■ WHAT THE TASK ASKS ■
Print the line containing "Hi there! Can you please detect the overcast" and every later line of the records. Keep each one exactly as given, ending with the last.

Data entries
- Opening Delimiter -
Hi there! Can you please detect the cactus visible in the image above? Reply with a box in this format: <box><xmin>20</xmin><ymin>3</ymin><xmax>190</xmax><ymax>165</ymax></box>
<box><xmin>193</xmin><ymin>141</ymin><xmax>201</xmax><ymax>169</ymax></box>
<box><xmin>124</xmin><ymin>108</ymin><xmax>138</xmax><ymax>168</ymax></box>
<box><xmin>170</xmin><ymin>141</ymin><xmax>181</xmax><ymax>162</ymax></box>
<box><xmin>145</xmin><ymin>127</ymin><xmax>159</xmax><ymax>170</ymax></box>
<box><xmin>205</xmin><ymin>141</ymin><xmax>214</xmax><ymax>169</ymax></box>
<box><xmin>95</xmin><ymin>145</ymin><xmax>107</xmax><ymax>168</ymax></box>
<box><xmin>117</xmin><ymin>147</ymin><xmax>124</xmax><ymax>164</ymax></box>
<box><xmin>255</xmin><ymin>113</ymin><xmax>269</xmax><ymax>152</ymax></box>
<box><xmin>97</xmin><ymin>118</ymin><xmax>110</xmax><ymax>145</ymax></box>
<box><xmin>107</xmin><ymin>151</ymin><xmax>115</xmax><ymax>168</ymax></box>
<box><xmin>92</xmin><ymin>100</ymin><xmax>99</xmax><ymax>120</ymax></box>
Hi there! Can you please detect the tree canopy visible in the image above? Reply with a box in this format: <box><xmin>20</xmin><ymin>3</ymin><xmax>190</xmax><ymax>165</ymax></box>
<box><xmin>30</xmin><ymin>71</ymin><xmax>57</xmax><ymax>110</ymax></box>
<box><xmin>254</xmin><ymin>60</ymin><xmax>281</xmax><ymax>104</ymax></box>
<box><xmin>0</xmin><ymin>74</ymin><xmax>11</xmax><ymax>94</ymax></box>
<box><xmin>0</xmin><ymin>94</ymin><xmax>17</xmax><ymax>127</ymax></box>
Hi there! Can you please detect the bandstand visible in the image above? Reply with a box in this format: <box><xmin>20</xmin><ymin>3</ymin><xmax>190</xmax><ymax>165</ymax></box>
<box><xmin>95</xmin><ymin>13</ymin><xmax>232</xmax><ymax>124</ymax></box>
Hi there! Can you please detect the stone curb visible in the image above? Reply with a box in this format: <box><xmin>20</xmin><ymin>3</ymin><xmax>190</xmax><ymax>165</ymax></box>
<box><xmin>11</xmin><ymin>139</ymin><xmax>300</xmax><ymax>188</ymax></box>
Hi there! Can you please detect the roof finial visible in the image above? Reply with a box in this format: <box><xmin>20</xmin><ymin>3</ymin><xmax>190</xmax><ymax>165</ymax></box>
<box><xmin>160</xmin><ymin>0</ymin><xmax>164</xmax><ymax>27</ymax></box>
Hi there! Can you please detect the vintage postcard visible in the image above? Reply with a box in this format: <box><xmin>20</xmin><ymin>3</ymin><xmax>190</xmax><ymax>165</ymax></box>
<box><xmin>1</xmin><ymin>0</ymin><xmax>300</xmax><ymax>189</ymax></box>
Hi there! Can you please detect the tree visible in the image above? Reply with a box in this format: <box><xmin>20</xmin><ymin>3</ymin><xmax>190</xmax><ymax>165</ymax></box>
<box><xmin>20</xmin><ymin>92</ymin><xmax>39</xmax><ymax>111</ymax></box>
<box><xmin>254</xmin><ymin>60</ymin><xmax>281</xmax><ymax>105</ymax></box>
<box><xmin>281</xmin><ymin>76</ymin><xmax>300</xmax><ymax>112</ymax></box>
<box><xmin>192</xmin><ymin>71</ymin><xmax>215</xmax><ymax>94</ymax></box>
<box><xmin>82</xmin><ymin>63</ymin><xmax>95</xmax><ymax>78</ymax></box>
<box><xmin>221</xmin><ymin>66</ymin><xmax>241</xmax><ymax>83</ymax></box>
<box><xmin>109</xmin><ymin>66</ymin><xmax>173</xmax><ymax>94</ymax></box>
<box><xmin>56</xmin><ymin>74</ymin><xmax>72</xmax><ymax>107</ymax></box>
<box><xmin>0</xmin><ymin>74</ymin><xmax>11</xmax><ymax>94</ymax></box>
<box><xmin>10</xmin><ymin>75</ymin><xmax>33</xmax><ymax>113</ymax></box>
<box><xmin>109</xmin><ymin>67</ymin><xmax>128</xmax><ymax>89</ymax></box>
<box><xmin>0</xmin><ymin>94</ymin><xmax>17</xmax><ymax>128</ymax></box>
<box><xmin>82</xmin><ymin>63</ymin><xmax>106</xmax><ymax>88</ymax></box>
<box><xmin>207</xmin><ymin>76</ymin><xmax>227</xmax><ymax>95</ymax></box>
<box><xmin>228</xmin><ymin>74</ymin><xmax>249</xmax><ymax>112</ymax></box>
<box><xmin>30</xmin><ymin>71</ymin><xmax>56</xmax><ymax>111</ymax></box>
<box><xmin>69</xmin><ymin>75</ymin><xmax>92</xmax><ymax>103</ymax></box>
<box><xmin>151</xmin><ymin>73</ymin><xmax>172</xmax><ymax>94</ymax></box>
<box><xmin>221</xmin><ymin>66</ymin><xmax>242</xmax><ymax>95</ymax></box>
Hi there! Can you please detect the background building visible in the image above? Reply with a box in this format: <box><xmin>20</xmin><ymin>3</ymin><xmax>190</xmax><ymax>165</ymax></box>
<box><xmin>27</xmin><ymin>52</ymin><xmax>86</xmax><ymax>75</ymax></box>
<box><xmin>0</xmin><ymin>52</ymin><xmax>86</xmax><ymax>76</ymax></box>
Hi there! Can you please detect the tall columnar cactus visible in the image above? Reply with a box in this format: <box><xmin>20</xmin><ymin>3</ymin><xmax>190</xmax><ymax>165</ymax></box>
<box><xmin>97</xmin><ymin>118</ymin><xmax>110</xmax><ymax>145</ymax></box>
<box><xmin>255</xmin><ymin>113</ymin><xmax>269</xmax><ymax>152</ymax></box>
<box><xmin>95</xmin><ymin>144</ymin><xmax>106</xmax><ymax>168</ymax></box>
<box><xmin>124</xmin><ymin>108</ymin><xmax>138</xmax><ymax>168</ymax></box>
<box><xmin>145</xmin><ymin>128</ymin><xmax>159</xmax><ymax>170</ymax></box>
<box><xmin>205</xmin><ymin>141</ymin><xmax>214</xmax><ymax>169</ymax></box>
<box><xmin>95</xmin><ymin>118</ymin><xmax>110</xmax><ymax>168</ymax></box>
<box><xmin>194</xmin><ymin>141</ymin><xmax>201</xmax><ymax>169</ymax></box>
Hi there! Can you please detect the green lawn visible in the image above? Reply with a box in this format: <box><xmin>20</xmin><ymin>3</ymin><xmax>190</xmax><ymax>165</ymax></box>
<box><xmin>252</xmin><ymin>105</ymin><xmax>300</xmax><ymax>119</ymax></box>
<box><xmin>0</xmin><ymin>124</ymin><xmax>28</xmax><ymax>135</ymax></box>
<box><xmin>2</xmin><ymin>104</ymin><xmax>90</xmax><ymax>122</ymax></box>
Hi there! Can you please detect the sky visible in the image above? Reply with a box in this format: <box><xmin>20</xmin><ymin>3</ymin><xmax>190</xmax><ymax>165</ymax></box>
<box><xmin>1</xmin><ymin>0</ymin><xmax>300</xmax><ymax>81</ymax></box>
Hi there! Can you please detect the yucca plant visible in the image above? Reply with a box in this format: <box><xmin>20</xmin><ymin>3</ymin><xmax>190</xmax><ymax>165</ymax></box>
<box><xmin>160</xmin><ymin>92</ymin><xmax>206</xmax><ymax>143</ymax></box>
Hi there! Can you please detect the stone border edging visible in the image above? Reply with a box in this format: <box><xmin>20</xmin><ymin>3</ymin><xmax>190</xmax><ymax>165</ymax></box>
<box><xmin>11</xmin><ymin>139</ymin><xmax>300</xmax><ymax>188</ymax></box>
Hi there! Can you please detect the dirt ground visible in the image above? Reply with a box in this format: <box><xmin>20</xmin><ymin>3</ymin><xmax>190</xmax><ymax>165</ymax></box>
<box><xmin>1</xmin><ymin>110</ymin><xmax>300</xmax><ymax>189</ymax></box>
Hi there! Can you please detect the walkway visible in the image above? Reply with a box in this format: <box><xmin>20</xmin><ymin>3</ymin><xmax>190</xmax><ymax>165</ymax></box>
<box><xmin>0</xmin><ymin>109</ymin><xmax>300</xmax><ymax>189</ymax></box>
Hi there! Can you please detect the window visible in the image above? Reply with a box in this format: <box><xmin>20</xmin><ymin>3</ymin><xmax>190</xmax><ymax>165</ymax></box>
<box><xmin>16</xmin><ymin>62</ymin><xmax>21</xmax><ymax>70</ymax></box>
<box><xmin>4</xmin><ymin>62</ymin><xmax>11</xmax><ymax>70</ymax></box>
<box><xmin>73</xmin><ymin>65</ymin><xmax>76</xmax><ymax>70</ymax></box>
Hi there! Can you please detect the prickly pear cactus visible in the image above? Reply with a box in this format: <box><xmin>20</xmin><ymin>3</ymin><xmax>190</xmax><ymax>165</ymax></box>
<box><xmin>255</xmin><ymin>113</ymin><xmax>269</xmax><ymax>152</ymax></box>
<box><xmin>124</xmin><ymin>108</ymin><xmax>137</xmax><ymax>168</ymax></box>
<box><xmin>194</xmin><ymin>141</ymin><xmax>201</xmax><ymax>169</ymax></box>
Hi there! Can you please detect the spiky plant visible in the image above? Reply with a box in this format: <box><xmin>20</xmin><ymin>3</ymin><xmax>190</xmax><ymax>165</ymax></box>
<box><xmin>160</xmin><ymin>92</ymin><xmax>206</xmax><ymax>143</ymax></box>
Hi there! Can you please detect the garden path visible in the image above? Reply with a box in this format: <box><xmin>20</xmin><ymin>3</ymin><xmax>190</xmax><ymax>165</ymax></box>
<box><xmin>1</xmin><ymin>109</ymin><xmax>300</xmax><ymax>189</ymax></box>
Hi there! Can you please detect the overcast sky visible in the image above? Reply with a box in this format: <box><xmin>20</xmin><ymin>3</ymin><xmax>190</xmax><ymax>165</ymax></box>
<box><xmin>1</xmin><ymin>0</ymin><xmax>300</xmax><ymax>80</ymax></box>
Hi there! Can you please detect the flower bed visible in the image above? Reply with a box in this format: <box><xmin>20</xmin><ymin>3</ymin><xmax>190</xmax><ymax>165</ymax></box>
- Closing Delimiter -
■ SOLUTION ■
Hi there! Can you please detect the overcast sky visible in the image above? Reply with a box in this format: <box><xmin>20</xmin><ymin>3</ymin><xmax>190</xmax><ymax>165</ymax></box>
<box><xmin>1</xmin><ymin>0</ymin><xmax>300</xmax><ymax>80</ymax></box>
Hi there! Can you please detect the flower bed visible in the image above? Reply with a box in this format: <box><xmin>20</xmin><ymin>3</ymin><xmax>190</xmax><ymax>165</ymax></box>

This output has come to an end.